Document segment:
'''

From: Richard Buttrey
Newsgroups: uk.finance
Subject: Re: PAYE and NI formulas in Excel
Date: Wed, 27 Jul 2005 23:52:49 +0100
On Wed, 27 Jul 2005 23:42:23 +0100, Peter Saxton
wrote:
>On Wed, 27 Jul 2005 22:07:15 +0100, Richard Buttrey
> wrote:
>
>>On Wed, 27 Jul 2005 18:24:02 GMT, "Marcus Fox"
>> wrote:
>>
>>>Have written a speadsheet to track my weekly wages in Excel, but having
>>>problems with formulas for deductions. NI is no problem, as it's just
>>>=(GROSS WEEK-£94)*11%
>>>
>>>But PAYE is more complicated. Thinking something along the lines of £GROSS
>>>WEEK x 52 or 53? - £4895*22 and then /52 again but don't know how to write
>>>in the lower rate of 10% for the next £2090. But as I get paid different
>>>amounts sometimes each week, this would need to be based on an average
>>>figure for GROSS WEEK. Is there a way to write a formula like this in one
>>>cell? What's the formula the HMRC use to calculate deduction/credit of PAYE
>>>each week?

'''

Prompt A:
List every sum of money in the newsgroup post on PAYE and NI formulas that is written with a pound sign and a number.
Prompt B:
Write the next part of the newsgroup post on PAYE and NI formulas, starting after its question about the formula HMRC uses to calculate the weekly PAYE deduction or credit.
The listing comes from a separate source and has no connection to the newsgroup post.

Supplied material:

'''

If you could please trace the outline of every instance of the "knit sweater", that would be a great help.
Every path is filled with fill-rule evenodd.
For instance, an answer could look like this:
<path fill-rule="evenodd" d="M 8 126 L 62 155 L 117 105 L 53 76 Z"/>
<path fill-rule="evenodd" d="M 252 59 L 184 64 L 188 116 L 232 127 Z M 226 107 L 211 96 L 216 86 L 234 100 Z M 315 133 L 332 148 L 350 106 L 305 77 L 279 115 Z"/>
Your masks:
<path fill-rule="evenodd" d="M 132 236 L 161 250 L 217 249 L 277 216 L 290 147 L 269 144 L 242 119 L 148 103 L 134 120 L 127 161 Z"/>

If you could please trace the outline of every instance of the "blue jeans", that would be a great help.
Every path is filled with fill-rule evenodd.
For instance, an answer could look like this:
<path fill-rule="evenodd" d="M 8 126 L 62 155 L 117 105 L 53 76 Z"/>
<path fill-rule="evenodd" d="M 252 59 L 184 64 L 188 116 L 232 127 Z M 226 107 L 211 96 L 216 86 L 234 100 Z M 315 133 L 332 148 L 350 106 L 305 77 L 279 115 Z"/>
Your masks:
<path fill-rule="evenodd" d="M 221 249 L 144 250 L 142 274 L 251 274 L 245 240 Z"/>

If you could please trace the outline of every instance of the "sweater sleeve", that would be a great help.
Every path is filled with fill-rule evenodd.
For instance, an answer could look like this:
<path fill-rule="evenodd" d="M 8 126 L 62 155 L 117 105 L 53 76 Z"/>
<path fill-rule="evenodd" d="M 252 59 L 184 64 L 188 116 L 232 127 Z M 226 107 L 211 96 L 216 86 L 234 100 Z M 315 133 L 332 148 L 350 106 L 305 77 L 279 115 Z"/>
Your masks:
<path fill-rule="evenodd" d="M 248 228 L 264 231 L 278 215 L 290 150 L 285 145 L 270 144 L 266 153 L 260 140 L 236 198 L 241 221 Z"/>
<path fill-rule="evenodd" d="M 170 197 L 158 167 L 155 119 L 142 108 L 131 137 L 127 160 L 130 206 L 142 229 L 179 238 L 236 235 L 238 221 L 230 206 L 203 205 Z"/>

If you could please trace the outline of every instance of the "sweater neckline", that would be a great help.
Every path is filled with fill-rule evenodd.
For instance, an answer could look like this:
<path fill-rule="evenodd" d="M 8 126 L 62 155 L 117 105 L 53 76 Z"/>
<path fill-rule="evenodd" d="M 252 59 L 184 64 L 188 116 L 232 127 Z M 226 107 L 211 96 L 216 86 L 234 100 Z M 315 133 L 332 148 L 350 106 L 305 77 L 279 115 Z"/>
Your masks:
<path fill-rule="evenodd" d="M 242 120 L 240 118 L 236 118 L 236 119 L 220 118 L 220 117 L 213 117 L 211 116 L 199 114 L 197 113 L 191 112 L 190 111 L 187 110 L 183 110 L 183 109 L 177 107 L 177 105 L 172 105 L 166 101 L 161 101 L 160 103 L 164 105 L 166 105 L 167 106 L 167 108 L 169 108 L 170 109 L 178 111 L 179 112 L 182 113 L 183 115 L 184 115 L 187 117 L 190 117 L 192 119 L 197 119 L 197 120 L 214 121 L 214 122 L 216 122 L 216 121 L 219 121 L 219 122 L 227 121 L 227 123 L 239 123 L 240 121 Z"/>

'''

Exercise answer A:
£94, £4895, £2090

Exercise answer B:
>>>
>>>If anyone can figure this out, would be grateful.
>>>
>>>Marcus
>>
>>Assuming you put the current week number in cell A1, and your
>>cumulative gross pay in A4, the following formula will calculate your
>>current cumulative basic rate tax. You'd need to modify it slightly
>>for earnings over 32400 to take account of the extra 18% higher rate
>>tax.
>>
>>It's then a simple matter to deduct the result of last week's
>>cumulative tax from this week's to deduce the current week's tax.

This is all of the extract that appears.